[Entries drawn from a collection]
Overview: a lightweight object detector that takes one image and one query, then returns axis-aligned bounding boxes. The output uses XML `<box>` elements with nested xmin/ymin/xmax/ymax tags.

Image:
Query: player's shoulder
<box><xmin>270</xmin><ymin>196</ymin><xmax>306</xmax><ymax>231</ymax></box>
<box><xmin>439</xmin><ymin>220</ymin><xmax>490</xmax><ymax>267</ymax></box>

YOUR GOAL » Please write out every line of the records above without changing anything.

TASK OUTPUT »
Overview: a lightweight object detector that takes one image and one query, then returns axis-aligned bounding boxes. The output uses XML `<box>` elements with nested xmin/ymin/xmax/ymax tags.

Image:
Query: player's shoulder
<box><xmin>270</xmin><ymin>196</ymin><xmax>306</xmax><ymax>231</ymax></box>
<box><xmin>439</xmin><ymin>220</ymin><xmax>490</xmax><ymax>267</ymax></box>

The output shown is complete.